For the records shown below, return an exact copy that excludes the pictures.

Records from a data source
═══
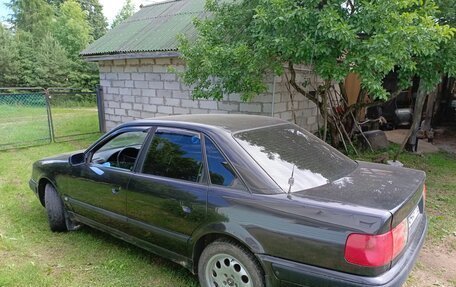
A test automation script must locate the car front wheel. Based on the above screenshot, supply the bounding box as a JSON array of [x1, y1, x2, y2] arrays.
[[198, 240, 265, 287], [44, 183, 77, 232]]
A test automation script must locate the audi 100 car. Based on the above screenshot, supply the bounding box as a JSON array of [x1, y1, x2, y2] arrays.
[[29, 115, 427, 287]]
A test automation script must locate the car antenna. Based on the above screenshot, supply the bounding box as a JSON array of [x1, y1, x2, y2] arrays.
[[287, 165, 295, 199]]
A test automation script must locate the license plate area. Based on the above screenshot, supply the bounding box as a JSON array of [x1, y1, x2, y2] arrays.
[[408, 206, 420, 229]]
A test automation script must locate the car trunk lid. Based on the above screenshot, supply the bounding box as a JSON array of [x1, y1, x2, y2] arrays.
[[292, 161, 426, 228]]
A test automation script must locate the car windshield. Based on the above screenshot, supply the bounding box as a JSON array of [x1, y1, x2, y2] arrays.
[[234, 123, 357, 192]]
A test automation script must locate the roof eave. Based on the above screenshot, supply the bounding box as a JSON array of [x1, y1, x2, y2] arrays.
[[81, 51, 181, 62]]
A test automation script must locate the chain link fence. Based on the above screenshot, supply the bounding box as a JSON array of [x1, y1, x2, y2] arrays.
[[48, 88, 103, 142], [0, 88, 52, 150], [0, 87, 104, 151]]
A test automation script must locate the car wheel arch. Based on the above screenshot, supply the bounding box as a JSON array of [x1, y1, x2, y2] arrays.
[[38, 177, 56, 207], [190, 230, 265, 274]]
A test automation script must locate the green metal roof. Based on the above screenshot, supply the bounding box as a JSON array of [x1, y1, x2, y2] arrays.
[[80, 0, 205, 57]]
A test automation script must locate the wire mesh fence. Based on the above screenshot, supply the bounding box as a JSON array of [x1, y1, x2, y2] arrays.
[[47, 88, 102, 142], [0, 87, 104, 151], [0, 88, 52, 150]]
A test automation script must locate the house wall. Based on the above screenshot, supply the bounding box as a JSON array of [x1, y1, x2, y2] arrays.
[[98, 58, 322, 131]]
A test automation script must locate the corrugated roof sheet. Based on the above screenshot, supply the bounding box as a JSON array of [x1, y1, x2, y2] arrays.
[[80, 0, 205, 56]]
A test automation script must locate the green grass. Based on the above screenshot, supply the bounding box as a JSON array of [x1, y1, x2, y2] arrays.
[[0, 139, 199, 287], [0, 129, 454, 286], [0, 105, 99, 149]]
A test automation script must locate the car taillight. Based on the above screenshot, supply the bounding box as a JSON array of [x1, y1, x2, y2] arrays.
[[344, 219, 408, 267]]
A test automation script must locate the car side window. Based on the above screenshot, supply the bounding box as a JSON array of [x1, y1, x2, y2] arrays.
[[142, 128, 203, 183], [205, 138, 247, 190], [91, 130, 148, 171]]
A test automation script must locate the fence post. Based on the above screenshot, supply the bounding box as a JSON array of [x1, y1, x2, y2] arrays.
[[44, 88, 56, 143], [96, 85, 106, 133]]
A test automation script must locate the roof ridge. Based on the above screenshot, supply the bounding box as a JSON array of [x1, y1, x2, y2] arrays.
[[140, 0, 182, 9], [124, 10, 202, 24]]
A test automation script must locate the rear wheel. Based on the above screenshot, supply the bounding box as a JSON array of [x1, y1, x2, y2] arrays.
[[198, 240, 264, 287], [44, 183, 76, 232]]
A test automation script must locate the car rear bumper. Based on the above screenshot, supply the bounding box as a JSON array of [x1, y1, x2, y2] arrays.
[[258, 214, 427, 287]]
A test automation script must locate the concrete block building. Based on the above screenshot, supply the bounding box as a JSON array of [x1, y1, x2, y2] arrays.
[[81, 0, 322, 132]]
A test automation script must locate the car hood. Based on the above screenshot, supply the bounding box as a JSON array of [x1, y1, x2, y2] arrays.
═══
- **ANSWER TO THE PROBLEM**
A test automation script must locate the car front wheel. Based on the above screenshot, supply the bounding box as a JSON array of [x1, y1, x2, y2] arrays.
[[198, 240, 265, 287], [44, 183, 77, 232]]
A test automation script must locate the audi 100 car. Based on the above screenshot, supply the bounding box as a JSON array of [x1, y1, x2, y2] arrays.
[[29, 115, 427, 287]]
A test automation script must locate the car antenna. Based on the above screenshot, supply the bounding box as a JSON array of [x1, y1, x2, y2] arrays.
[[287, 165, 295, 199]]
A test automation script must locate the license plate area. Based on the above screenshot, supply the bounding box as a JSON array of [x1, y1, x2, y2] arrays.
[[408, 206, 420, 229]]
A test automation script must locate the car trunk lid. Based on the above screenshot, supply the bounding box as a JSON array of [x1, y1, x2, y2] arrays.
[[292, 161, 426, 228]]
A test automation script must locate the car windshield. Based on the above screenshot, supply the bounding box as a JSON array of [x1, y1, x2, y2] arrays.
[[234, 123, 357, 192]]
A test automation script must locate the roof eave. Based on the above screenshot, supply the bounding box as a JSON array of [x1, y1, x2, y2] arrays.
[[81, 51, 181, 62]]
A test automation script must locate the chain link fence. Based on the above screenshot, supply the bounding box as a JSON array of [x1, y1, x2, y2] arrays.
[[48, 88, 103, 142], [0, 88, 52, 150], [0, 87, 104, 151]]
A test automation script must locate the car wheel arch. Based on the above screenshot, supply the bounding box as a JSON array of [x1, y1, x2, y2] arrays.
[[38, 177, 56, 207], [190, 230, 265, 274]]
A test automation script must locate the green metal roof. Based on the above screenshot, supply the bounding box as a JSON array of [x1, y1, x2, y2] arrays.
[[80, 0, 205, 57]]
A test automation script must locate the wire mesh fence. Based on the above screenshot, supply the bounding box as a JSON array of [x1, y1, x2, y2] arrays.
[[47, 88, 102, 142], [0, 87, 104, 151], [0, 88, 52, 150]]
A test automation script must locate the house wall. Based on the above screenshot, supply the bounding box as a JSON array of [x1, y1, x2, y2] arrays.
[[98, 58, 322, 131]]
A test automation script must locate the corrugated roof sheet. Based on the above screenshot, supply the bounding box as a JSON array of [x1, y1, x2, y2] arrays.
[[80, 0, 205, 56]]
A test automation script must locate the green grass. Based on the above screenshot, supply the bounding box as a JSON array of [x1, y1, x2, y2] arrays.
[[0, 139, 199, 287], [0, 129, 454, 286], [0, 105, 99, 149]]
A test automation script must locate the car taillight. Based on the above screenshot, supply the bounding box as a JSON array of [x1, y1, x2, y2] arrays.
[[344, 219, 408, 267]]
A test automation script must locate the car side window. Based on the above screenshot, supply the bounding box as a JSON array of [x1, y1, x2, y2] arrays.
[[142, 128, 203, 183], [205, 138, 247, 190], [91, 130, 148, 171]]
A test automation script must locate the fence post. Based on the above screenshot, supply the bounding box as a JSON array of [x1, y1, x2, y2] arrays.
[[44, 88, 56, 143], [96, 85, 106, 133]]
A test automation script must locate the roof ridge. Based on the above screenshot, supply the bounding box as a JSON array of [x1, y1, x2, y2] arrays.
[[140, 0, 182, 9], [124, 10, 202, 24]]
A test automation script must locate the rear wheel. Based on the above screenshot, supply the bounding box as a JSON array of [x1, y1, x2, y2] arrays.
[[198, 240, 264, 287], [44, 183, 76, 232]]
A test automation script must locate the car rear bumper. Based on the above screenshot, supply the bounding box as a JSON array of [x1, y1, x2, y2] arrays.
[[258, 214, 427, 287]]
A test automation script must locate the concrete block building. Based on the above screenshot, supply the bounding box as a JSON array of [x1, y1, x2, y2] arrays.
[[81, 0, 322, 132]]
A test automation script must locate the car hood. Based on the above screenshot, supply the bounding box as a JSON array of [x1, y1, x2, y2] arrays.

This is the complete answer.